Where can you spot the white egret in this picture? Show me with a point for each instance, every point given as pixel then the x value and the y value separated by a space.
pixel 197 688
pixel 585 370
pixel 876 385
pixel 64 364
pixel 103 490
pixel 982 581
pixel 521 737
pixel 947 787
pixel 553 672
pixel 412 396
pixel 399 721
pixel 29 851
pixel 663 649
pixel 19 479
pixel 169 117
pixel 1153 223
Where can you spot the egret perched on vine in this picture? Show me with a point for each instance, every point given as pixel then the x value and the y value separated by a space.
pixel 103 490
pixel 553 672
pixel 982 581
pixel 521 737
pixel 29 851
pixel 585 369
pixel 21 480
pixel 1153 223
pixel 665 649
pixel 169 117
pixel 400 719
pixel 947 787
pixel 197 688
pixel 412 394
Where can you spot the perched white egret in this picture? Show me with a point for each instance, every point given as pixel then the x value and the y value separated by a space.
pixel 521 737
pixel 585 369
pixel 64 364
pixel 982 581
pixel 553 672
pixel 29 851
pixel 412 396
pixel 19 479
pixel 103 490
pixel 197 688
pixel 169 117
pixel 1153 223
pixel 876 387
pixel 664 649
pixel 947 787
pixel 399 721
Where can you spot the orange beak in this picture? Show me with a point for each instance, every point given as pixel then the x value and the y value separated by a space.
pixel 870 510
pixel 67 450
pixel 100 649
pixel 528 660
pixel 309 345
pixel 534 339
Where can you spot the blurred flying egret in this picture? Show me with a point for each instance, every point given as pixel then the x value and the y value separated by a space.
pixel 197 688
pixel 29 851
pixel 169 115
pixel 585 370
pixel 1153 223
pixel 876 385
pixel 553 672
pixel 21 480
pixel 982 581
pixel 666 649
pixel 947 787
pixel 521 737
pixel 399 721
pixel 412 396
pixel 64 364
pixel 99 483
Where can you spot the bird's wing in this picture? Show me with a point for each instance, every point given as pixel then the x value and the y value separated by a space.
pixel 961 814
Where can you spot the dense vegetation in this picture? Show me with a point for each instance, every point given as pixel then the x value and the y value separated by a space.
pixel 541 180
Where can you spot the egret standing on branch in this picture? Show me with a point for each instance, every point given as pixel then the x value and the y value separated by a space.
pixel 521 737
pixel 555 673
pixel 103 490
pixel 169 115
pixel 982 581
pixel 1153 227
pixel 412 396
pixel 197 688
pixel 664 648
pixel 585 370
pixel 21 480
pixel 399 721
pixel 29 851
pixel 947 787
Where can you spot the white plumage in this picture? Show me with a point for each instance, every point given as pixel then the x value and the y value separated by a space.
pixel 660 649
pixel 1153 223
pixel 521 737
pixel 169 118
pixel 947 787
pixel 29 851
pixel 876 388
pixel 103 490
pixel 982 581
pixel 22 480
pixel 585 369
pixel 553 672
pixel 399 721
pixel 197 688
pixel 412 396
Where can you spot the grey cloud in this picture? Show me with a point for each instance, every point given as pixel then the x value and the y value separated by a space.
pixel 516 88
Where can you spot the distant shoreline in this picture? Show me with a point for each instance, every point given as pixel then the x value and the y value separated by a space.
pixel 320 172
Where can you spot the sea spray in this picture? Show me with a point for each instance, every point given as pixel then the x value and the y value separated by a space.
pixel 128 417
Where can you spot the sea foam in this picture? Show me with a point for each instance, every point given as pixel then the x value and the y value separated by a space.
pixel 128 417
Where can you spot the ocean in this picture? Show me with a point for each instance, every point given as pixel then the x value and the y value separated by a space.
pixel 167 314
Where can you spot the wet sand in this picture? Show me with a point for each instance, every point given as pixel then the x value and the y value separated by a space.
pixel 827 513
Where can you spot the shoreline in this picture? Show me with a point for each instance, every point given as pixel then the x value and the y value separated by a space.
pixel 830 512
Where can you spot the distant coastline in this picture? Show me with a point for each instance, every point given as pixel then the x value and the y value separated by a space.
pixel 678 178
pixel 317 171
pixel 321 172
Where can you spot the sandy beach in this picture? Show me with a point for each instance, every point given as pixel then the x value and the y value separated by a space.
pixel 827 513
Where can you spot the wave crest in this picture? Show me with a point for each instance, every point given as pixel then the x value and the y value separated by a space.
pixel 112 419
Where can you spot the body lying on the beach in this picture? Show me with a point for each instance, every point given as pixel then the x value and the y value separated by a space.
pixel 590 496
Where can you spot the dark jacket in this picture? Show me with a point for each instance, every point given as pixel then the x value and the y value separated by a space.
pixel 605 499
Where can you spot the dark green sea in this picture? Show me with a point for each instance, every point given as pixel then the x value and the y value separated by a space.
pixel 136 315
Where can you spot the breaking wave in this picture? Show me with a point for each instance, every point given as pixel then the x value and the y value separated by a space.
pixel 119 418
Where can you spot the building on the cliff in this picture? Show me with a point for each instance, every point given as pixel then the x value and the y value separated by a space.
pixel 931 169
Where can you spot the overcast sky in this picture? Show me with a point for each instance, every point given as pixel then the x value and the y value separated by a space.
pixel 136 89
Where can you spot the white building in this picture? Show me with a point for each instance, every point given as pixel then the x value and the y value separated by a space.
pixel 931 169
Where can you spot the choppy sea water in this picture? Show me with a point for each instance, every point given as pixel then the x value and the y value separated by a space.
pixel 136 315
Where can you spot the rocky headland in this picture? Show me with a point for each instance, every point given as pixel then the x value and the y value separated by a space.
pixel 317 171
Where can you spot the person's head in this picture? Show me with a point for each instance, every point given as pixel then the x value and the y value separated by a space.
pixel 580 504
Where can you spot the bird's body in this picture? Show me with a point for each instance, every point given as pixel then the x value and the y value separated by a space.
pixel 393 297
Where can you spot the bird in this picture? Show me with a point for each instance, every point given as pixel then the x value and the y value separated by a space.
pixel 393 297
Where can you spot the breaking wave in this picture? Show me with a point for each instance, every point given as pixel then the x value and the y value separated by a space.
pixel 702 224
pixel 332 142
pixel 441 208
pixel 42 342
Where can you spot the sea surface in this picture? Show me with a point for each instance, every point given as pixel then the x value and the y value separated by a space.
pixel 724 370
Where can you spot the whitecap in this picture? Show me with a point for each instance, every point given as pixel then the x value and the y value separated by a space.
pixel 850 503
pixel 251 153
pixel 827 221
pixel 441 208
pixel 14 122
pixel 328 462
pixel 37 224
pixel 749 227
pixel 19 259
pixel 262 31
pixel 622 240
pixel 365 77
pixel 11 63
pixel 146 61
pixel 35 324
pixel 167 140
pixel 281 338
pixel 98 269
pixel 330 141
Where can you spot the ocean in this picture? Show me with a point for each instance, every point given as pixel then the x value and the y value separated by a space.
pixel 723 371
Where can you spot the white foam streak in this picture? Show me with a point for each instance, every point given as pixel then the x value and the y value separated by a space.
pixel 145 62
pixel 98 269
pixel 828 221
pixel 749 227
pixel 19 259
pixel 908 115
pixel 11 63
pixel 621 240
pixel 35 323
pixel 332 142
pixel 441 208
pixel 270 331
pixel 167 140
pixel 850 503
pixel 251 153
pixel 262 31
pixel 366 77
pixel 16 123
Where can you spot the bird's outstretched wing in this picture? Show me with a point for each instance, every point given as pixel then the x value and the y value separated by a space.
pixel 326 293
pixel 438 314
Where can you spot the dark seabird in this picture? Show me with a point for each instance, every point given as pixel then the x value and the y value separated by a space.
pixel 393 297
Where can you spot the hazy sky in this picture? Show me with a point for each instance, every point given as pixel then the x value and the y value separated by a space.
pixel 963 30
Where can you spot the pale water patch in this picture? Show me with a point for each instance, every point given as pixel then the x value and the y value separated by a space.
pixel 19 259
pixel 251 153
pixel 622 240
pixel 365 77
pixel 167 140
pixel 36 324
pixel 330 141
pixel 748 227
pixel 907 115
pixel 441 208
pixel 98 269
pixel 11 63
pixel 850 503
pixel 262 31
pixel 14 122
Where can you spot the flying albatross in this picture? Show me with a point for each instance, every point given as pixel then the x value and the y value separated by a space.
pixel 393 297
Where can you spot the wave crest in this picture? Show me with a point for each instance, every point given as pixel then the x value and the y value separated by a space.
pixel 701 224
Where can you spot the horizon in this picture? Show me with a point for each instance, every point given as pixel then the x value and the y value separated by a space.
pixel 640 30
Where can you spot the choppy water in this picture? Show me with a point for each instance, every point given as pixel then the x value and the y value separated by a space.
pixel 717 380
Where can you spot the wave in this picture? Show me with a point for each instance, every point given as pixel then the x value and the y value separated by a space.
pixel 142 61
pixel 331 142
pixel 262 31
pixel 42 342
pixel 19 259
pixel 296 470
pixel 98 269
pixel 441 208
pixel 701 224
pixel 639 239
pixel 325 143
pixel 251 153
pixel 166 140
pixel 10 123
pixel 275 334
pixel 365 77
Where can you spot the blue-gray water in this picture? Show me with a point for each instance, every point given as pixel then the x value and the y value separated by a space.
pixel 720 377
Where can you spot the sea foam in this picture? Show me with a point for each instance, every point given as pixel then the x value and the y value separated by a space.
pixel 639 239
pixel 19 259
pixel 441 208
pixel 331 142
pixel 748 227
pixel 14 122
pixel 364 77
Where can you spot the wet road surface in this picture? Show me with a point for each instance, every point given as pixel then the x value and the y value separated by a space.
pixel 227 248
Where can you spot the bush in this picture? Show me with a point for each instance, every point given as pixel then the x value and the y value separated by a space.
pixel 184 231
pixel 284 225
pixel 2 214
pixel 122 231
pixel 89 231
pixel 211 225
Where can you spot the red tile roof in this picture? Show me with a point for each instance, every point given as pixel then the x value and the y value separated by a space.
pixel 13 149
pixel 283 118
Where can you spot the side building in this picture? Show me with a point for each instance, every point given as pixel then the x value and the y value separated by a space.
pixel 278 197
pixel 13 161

________

Return the lines of the material from the one holding "Where can you spot the shoreline" to the one holding "pixel 112 419", both included, reproduced verbatim.

### Problem solution
Where can you spot the shoreline in this picture? Show me with a point for each instance, every point given as pixel then the x value and the y value separated by a space.
pixel 830 512
Where can you spot the distant coastline in this picture? Show me with a point for each instance, every point given as pixel then the x value and the y value separated by a space.
pixel 678 178
pixel 317 171
pixel 321 172
Where can you spot the sandy beach in this picture? Show me with a point for each instance, every point given as pixel then the x value and the y value separated by a space.
pixel 827 513
Where can you spot the wave crest in this picture? Show me with a point for each instance, every point given as pixel then the x value and the y value separated by a space.
pixel 112 419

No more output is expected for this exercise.